点标注示例:
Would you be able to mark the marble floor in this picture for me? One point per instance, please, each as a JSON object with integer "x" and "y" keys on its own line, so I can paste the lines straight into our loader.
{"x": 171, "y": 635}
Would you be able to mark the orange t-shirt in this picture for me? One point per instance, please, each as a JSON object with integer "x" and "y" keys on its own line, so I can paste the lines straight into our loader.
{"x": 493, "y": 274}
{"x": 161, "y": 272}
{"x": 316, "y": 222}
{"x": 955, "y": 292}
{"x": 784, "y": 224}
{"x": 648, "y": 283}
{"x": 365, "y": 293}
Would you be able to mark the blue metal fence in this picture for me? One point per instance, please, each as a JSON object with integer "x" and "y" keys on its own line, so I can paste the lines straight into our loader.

任务要求: 把上面材料中的各行全部转换成编号列表，空行不计入。

输出:
1. Would you be able to mark the marble floor in this picture for me? One point per instance, please, each as a JSON object with integer "x" and "y" keys on its own line, so I can paste the lines straight into our loader.
2. {"x": 171, "y": 635}
3. Would you be able to mark the orange t-shirt in this picture for me? One point per instance, please, each as a JSON object with integer "x" and "y" keys on its own line, so I can paste the lines straight into our loader.
4. {"x": 493, "y": 274}
5. {"x": 161, "y": 272}
6. {"x": 316, "y": 222}
7. {"x": 955, "y": 292}
8. {"x": 784, "y": 224}
9. {"x": 648, "y": 283}
10. {"x": 365, "y": 293}
11. Would you be able to mark the blue metal fence in this picture for me? One point per instance, please, each as a JSON object with integer "x" and "y" keys on its own line, so I can paste the lines straight into our loader.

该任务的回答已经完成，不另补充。